■ Exercise brief
What is needed is an exact repeat of the lines from the line containing "Expected: a marker on each instance of the stone" through the final line of the entries below, and nothing else.

■ Data extract

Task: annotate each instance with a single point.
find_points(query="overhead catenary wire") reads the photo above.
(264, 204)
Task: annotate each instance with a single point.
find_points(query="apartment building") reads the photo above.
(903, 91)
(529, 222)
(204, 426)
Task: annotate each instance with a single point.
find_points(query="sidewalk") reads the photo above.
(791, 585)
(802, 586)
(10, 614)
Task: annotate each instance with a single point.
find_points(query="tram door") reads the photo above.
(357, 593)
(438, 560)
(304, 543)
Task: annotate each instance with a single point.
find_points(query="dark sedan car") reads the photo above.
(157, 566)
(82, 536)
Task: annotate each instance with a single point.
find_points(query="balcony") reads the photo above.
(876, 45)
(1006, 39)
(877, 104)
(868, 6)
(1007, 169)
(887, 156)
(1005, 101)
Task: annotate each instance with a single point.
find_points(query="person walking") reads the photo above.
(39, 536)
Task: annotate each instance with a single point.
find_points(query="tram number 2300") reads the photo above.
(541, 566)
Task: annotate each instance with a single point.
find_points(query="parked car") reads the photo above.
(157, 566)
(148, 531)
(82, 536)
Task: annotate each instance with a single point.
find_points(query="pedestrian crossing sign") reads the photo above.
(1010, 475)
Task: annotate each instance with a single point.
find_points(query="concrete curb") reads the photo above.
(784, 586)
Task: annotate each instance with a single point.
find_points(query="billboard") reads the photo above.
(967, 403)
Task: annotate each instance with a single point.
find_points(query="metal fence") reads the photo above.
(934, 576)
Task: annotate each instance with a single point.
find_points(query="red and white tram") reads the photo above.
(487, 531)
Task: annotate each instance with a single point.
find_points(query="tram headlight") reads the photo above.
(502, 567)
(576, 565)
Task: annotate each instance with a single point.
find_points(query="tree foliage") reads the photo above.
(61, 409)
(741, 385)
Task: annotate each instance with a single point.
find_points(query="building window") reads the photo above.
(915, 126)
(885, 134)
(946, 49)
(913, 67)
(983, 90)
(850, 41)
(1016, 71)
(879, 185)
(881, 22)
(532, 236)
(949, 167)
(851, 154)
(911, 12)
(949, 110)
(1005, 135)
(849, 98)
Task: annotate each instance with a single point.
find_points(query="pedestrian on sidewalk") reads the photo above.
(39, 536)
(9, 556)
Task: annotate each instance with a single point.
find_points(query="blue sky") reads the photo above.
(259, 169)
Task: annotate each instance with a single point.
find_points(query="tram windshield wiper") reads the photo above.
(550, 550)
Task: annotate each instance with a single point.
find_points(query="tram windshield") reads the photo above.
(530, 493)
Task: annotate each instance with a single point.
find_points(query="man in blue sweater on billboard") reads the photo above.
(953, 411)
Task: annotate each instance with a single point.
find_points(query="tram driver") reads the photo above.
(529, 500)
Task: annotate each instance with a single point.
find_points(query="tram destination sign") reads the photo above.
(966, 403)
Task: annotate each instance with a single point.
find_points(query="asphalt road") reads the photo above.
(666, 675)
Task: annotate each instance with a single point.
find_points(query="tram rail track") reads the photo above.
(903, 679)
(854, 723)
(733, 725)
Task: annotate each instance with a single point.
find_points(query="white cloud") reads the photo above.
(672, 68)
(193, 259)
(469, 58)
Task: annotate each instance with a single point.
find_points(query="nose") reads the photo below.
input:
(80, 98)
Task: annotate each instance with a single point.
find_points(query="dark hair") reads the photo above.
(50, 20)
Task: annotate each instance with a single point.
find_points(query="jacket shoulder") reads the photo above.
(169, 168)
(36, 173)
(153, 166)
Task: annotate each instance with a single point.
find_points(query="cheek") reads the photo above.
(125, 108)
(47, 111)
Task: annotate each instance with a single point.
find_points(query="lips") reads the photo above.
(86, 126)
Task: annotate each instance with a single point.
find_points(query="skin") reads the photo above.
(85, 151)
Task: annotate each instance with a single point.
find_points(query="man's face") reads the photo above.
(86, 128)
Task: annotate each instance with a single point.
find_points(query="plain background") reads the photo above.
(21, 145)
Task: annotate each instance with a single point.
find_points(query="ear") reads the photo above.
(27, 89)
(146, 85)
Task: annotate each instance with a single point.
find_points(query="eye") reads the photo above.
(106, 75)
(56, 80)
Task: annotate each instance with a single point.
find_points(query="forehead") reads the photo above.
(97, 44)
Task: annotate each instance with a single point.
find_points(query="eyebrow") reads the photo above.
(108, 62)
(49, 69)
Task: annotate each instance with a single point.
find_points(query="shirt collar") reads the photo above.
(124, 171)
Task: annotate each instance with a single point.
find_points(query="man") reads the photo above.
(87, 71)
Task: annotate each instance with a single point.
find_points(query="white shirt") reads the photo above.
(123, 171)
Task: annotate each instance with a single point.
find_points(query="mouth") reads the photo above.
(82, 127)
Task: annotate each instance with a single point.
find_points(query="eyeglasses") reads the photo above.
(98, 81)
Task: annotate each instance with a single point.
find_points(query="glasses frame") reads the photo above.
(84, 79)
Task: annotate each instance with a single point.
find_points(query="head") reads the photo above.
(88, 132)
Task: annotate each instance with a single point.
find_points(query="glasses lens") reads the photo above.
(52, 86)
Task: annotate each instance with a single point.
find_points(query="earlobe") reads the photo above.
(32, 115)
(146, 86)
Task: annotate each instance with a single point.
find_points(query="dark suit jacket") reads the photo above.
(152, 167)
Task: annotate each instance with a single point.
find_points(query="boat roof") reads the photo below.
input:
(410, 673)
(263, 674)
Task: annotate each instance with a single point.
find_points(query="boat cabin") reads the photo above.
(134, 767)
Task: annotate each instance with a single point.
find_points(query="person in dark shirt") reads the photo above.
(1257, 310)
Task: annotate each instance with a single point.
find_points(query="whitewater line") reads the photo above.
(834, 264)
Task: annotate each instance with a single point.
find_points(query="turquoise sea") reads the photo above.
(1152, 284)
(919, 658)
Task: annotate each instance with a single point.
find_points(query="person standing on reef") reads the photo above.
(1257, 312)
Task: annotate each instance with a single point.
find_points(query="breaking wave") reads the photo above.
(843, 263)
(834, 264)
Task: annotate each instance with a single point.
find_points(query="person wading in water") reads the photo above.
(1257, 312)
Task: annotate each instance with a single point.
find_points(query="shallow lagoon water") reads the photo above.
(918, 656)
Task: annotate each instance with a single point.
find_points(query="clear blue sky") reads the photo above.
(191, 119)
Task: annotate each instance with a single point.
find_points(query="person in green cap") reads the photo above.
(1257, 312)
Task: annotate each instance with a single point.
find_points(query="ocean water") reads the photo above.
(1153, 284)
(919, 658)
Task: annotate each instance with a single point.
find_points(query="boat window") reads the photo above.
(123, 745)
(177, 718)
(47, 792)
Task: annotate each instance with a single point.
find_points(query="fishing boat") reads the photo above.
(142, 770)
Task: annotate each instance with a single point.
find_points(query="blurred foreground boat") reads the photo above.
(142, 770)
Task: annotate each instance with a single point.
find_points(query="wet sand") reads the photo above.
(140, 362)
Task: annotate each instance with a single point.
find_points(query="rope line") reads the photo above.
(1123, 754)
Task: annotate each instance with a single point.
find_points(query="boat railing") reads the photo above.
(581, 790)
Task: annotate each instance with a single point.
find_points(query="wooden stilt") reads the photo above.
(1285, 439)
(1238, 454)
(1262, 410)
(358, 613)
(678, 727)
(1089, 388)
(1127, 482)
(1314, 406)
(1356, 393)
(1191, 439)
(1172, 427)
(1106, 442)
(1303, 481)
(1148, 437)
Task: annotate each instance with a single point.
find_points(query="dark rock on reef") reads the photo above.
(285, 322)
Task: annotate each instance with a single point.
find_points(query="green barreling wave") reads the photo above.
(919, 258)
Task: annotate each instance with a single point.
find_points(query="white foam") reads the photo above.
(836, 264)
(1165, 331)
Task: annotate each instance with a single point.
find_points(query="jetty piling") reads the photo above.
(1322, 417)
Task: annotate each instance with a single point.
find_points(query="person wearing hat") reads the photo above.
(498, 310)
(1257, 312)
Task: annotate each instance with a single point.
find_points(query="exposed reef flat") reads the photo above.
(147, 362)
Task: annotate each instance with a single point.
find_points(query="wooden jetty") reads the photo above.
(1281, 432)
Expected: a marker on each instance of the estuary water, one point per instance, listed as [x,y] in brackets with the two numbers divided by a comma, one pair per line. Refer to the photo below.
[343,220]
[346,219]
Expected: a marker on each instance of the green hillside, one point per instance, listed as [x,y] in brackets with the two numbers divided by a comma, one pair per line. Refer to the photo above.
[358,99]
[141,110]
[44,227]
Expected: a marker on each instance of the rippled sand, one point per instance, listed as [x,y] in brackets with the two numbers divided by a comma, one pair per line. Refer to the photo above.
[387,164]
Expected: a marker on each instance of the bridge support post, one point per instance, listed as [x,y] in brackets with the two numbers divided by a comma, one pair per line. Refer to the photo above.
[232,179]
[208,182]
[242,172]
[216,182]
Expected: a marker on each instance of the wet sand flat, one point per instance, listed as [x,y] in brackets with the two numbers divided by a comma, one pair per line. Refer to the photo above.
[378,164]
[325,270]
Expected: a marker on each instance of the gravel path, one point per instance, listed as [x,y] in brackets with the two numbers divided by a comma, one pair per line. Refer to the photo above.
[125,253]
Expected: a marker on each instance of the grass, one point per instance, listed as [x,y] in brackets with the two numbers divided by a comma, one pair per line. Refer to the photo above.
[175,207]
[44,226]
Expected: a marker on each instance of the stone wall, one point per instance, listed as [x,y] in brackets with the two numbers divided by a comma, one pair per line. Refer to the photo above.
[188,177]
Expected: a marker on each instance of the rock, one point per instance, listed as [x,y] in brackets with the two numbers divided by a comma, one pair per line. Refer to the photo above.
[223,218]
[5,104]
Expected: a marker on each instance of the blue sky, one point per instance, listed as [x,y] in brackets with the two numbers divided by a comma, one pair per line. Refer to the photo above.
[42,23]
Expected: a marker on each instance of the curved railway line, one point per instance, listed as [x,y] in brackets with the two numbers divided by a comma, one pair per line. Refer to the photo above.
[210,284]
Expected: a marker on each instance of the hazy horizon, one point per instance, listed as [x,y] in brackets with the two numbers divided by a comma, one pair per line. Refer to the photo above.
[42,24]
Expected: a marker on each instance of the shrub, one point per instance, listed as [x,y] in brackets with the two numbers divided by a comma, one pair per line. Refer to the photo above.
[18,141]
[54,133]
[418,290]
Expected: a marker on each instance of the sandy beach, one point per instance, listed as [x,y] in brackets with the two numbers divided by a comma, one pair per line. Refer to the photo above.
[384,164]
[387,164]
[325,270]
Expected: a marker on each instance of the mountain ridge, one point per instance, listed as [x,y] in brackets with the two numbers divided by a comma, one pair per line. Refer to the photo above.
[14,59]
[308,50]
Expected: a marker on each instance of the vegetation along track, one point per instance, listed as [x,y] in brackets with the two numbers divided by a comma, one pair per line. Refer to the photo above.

■ Correct answer
Expected: a marker on each instance of the stone wall, one point per instance, listed as [x,y] in brackets with the two numbers divided by a comma, one pair per line. Refer to the photo above.
[188,177]
Expected: a marker on each instance of the rock, one point per instance, listed as [x,y] in brackets with the two numbers divided by a comma, one pair per line. Refer to the photo above.
[223,218]
[5,104]
Expected: a marker on each instance of the blue sky, one point per instance, listed as [x,y] in brackets with the two numbers divided by a comma, one pair per line. Refer to the photo above.
[42,23]
Expected: a marker on each instance of the curved railway line, one point per instance, listed as [x,y] in brackets with the two numbers divided by a comma, one pair per line. Refer to the photo above.
[210,284]
Expected: a marker on each instance of the hazy horizon, one point per instance, listed as [x,y] in brackets with the two numbers divided by a comma, one pair per line. Refer to the photo above.
[42,24]
Expected: a marker on each instance of the shrub, one point per instance, listed as [x,y] in brackets with the two numbers divided by a comma, one pair per line. Refer to the photo above.
[18,141]
[54,133]
[418,290]
Expected: a marker on each instance of the sandy beach, one point per instance, listed as [x,y] in brackets with the two numbers divided by a comma, one pair per line. Refer to the photo above.
[384,164]
[387,164]
[325,270]
Expected: a marker on each instance of the mountain ridge, one point per instance, listed as [x,y] in brackets with the two numbers divided by a comma, one pair per line. Refer to the photo above.
[14,59]
[308,50]
Expected: a marker on each instance of the vegetation along track, one point per instance, listed as [x,y] in brackets with the two numbers divided by a comma, one pair per line. Refer to the photo above.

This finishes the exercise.